Cyrille Louis, Aude Sérès et Marie-Estelle Pech
17/01/2008 | .
Un survol des manuels scolaires montre que de nombreux enjeux de géopolitique contemporaine sont parfois traités sans nuances.
Certains ouvrages critiquent sans nuances le libéralisme.
D'ores et déjà engagé dans un audit des manuels d'économie, le ministère de l'Éducation nationale sera-t-il un jour contraint de se pencher sur les livres d'histoire et de géographie afin de vérifier qu'ils offrent un traitement équilibré de la période contemporaine ? Certains enseignants, franchement troublés par la tonalité antilibérale et antiaméricaine de certains chapitres, ne sont plus loin de le penser. Sans aller aussi loin, André Kaspi, professeur d'histoire à Paris-I, affirmait récemment dans un colloque universitaire : «On peut se demander s'il ne conviendrait pas de réunir une commission d'historiens qui relèverait les erreurs, les préjugés et les maladresses des manuels.»
Certains thèmes qui ont longtemps fâché périodes sombres de la Révolution française, crimes du stalinisme, rôle de Vichy dans la déportation des Juifs ou bilan de la colonisation font depuis une dizaine d'années l'objet d'une approche plus équilibrée. Mais un survol des principaux manuels scolaires suffit à montrer que les enjeux de géopolitique plus actuels sont parfois traités sans nuances.
Dans un ouvrage conçu par l'éditeur Foucher à l'intention des classes de terminale technique, on peut ainsi lire : «Les altermondialistes défendent le droit à l'existence de toutes les cultures menacées par la logique libérale.» À l'intention des élèves de terminale générale, Magnard résume pour sa part, au début d'un chapitre consacré aux «fragilités de l'hyperpuissance» américaine : «Le libéralisme économique a des conséquences douloureuses : des fractures sociales et géographiques.» Pour expliquer le développement du terrorisme islamique, le manuel de troisième publié en 2003 par Magnard indique : «Les États-Unis sont devenus la cible d'États et de mouvements qui refusent l'hégémonie américaine sur le monde.» Comme pour enfoncer le clou, l'éditeur a choisi une photo de militant altermondialiste, prise lors d'une manifestation organisée en Belgique courant 2001, pour illustrer la couverture de cet ouvrage.
Un discours conservateur
Plus généralement, il apparaît que la plupart des manuels de géographie consacrent autant de pages aux chapitres sur les «critiques et résistances face à la mondialisation» qu'à ceux traitant, par exemple, de «la Chine, puissance en devenir». «Les manuels s'intéressent, hélas, fort peu aux pôles émergents chinois et indiens, qui constitueront pourtant le centre du monde dans lequel vivront nos élèves, se désole Barbara Lefebvre, professeur d'histoire et auteur de plusieurs ouvrages sur l'enseignement de cette discipline (*). En revanche, ces ouvrages ont tendance à imposer un discours extrêmement conservateur, présentant la mondialisation américaine comm e l'origine de tous les maux. En clair, les polémiques qui portaient autrefois sur le communisme, le nazisme ou le colonialisme se sont déplacées sur l'altermondialisme.»

# # # # #

Défi A: Disposez en liste numérotée les lignes des données ci-dessous, de la toute première jusqu'à celle qui contient « 260 153 L 263 » incluse, sans reprendre les lignes vides.

Données fournies:
# # # # #

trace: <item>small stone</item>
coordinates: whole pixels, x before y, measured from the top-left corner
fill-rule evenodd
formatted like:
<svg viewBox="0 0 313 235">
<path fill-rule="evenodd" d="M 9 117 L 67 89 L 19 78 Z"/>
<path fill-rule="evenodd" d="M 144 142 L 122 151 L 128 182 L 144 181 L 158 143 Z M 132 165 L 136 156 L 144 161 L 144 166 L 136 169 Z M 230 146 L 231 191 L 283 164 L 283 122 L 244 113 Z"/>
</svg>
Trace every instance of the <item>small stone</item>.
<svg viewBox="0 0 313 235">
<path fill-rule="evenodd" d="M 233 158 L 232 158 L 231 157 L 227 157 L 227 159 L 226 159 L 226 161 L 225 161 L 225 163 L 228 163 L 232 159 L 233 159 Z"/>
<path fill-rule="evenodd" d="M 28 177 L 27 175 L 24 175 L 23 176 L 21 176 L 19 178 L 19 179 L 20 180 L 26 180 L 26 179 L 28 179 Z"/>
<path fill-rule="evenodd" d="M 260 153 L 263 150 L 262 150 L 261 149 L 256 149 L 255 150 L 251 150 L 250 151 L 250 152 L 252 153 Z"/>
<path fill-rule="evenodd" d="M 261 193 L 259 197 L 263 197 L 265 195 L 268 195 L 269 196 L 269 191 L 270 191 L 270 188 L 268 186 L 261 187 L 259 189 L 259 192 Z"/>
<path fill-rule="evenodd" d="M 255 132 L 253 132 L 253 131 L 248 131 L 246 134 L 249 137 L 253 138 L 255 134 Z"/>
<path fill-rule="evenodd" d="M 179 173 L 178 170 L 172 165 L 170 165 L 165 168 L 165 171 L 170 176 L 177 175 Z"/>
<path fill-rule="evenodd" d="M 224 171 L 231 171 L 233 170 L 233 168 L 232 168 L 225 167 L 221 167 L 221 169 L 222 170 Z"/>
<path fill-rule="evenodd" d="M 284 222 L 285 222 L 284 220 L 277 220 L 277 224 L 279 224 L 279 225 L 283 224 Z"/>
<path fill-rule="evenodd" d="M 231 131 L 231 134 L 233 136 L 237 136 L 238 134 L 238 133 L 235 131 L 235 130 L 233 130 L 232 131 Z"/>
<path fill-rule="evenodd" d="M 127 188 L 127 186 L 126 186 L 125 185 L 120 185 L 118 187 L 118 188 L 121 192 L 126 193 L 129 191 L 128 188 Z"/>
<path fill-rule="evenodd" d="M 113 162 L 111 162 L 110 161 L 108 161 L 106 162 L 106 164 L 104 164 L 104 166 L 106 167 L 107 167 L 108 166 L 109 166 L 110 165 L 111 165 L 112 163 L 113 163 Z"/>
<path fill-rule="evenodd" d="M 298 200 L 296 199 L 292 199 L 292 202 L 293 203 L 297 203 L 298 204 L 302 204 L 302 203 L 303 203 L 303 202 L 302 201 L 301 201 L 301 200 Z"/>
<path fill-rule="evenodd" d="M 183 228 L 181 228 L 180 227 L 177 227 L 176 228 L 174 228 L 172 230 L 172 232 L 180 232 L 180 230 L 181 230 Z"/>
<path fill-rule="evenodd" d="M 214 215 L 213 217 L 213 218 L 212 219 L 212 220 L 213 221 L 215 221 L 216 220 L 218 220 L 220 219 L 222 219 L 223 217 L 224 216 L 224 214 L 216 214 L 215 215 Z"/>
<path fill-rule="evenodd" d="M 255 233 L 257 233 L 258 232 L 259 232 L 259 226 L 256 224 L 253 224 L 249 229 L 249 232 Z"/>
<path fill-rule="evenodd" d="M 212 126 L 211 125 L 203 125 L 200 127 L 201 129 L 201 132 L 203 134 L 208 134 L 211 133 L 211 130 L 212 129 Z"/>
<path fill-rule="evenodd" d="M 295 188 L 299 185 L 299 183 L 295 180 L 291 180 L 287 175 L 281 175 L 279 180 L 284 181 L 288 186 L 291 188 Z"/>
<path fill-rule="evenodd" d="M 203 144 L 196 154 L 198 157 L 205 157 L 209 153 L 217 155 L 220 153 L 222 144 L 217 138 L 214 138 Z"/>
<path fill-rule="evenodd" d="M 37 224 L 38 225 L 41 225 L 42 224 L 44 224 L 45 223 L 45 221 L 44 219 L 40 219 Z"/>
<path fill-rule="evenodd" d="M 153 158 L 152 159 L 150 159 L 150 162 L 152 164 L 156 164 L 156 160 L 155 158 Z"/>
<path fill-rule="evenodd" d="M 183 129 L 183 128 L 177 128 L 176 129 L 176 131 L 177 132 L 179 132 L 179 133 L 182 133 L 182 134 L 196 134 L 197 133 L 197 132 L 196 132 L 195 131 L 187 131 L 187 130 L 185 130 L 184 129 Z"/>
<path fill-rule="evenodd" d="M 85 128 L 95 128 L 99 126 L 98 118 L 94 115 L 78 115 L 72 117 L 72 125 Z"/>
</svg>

# # # # #

Défi B: D'après l'article sur les manuels scolaires, quelle image l'éditeur Magnard a-t-il choisie pour la couverture de son manuel de troisième publié en 2003 ?

Solution de l'exercice A:
1. trace: <item>small stone</item>
2. coordinates: whole pixels, x before y, measured from the top-left corner
3. fill-rule evenodd
4. formatted like:
5. <svg viewBox="0 0 313 235">
6. <path fill-rule="evenodd" d="M 9 117 L 67 89 L 19 78 Z"/>
7. <path fill-rule="evenodd" d="M 144 142 L 122 151 L 128 182 L 144 181 L 158 143 Z M 132 165 L 136 156 L 144 161 L 144 166 L 136 169 Z M 230 146 L 231 191 L 283 164 L 283 122 L 244 113 Z"/>
8. </svg>
9. Trace every instance of the <item>small stone</item>.
10. <svg viewBox="0 0 313 235">
11. <path fill-rule="evenodd" d="M 233 158 L 232 158 L 231 157 L 227 157 L 227 159 L 226 159 L 226 161 L 225 161 L 225 163 L 228 163 L 232 159 L 233 159 Z"/>
12. <path fill-rule="evenodd" d="M 28 177 L 27 175 L 24 175 L 23 176 L 21 176 L 19 178 L 19 179 L 20 180 L 26 180 L 26 179 L 28 179 Z"/>
13. <path fill-rule="evenodd" d="M 260 153 L 263 150 L 262 150 L 261 149 L 256 149 L 255 150 L 251 150 L 250 151 L 250 152 L 252 153 Z"/>

Solution de l'exercice B: Une photo de militant altermondialiste, prise lors d'une manifestation organisée en Belgique courant 2001.